#### DATASET CONTENT
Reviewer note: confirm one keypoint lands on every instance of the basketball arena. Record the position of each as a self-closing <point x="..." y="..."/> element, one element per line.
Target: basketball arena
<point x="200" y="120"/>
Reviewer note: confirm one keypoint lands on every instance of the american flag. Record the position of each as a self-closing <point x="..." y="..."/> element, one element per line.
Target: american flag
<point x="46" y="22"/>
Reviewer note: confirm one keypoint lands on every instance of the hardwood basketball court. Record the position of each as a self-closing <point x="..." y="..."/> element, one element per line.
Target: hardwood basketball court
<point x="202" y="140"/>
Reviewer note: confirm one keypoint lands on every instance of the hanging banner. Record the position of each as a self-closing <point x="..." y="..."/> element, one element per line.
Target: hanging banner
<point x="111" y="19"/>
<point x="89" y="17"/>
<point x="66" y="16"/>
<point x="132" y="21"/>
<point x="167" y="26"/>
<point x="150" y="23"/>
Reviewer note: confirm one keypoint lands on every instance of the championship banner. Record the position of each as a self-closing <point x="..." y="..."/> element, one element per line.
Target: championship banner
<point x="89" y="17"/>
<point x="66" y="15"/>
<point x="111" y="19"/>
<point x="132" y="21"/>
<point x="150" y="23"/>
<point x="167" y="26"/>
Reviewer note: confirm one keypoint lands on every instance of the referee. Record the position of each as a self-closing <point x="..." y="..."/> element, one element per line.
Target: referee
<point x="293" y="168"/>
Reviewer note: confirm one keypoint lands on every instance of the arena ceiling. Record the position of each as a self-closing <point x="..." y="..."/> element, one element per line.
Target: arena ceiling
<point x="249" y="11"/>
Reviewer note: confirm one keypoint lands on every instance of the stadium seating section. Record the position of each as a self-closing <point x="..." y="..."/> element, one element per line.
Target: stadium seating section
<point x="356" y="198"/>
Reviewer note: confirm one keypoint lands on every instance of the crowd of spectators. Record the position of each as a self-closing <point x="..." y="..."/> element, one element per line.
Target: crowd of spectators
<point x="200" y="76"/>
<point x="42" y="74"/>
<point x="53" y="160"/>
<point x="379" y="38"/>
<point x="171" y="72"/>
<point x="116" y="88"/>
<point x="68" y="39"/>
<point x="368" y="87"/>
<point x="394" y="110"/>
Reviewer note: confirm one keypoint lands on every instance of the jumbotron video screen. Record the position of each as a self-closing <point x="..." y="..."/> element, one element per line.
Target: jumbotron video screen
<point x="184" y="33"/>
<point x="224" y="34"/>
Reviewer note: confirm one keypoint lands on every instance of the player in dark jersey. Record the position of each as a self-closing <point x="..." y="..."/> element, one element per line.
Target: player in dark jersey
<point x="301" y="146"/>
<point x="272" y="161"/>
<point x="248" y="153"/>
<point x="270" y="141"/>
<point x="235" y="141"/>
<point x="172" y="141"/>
########
Retype the entries one by one, exactly.

Reviewer note: confirm one keypoint lands on every instance of the basketball arena. Record the position of each as a self-closing <point x="..." y="..."/> element, one element per line.
Target: basketball arena
<point x="200" y="120"/>
Reviewer note: confirm one keypoint lands on every instance of the american flag. Record the position of each as a self-closing <point x="..." y="..."/> element, one element per line.
Target: american flag
<point x="46" y="22"/>
Reviewer note: confirm one keypoint lands on every instance of the hardwood basketball court. Record the position of each as a self-closing <point x="..." y="..."/> element, one element per line.
Target: hardwood basketball court
<point x="202" y="140"/>
Reviewer note: confirm one keypoint lands on every instance of the hanging banner. Record the position of each as a self-closing <point x="..." y="..."/> element, one element per line.
Target: hanging banner
<point x="111" y="19"/>
<point x="89" y="17"/>
<point x="66" y="16"/>
<point x="132" y="21"/>
<point x="167" y="26"/>
<point x="150" y="23"/>
Reviewer note: confirm one keypoint lands on every instance of the championship banner. Record the position of each as a self-closing <point x="..." y="..."/> element, one element per line.
Target: championship banner
<point x="89" y="17"/>
<point x="66" y="15"/>
<point x="111" y="19"/>
<point x="132" y="21"/>
<point x="150" y="23"/>
<point x="167" y="26"/>
Reviewer note: confirm one keypoint lands on every instance of the referee. Record the position of each as a self-closing <point x="..." y="..."/> element, one element per line.
Target: referee
<point x="293" y="168"/>
Reviewer note: confirm one keypoint lands on every instance of the arena ceiling. Record the position of each as a self-closing <point x="..." y="..."/> element, one element per line.
Target: arena ceiling
<point x="249" y="11"/>
Reviewer note: confirm one keypoint lands on every instance of the stadium seating section. Record the position of each as a self-closing <point x="..." y="..."/> element, one element per line.
Target: stadium seating section
<point x="356" y="198"/>
Reviewer note: confirm one keypoint lands on every instance of the crowd of spectators. Record the position of each as a self-closing <point x="..." y="..."/> element, one element per line.
Target: crowd of spectators
<point x="200" y="76"/>
<point x="42" y="74"/>
<point x="53" y="160"/>
<point x="379" y="38"/>
<point x="171" y="72"/>
<point x="116" y="88"/>
<point x="68" y="39"/>
<point x="368" y="87"/>
<point x="394" y="110"/>
Reviewer note: confirm one keypoint lands on every instance of the jumbotron video screen. Record the position of each as a self-closing <point x="..." y="..."/> element, one element per line.
Target: jumbotron video screen
<point x="184" y="33"/>
<point x="224" y="34"/>
Reviewer note: confirm one keypoint lands on every instance of the player in dark jersey. Record the position of each as a self-closing <point x="..." y="..."/> element, one element per line.
Target: player in dark jersey
<point x="301" y="146"/>
<point x="272" y="161"/>
<point x="248" y="153"/>
<point x="270" y="141"/>
<point x="235" y="141"/>
<point x="172" y="141"/>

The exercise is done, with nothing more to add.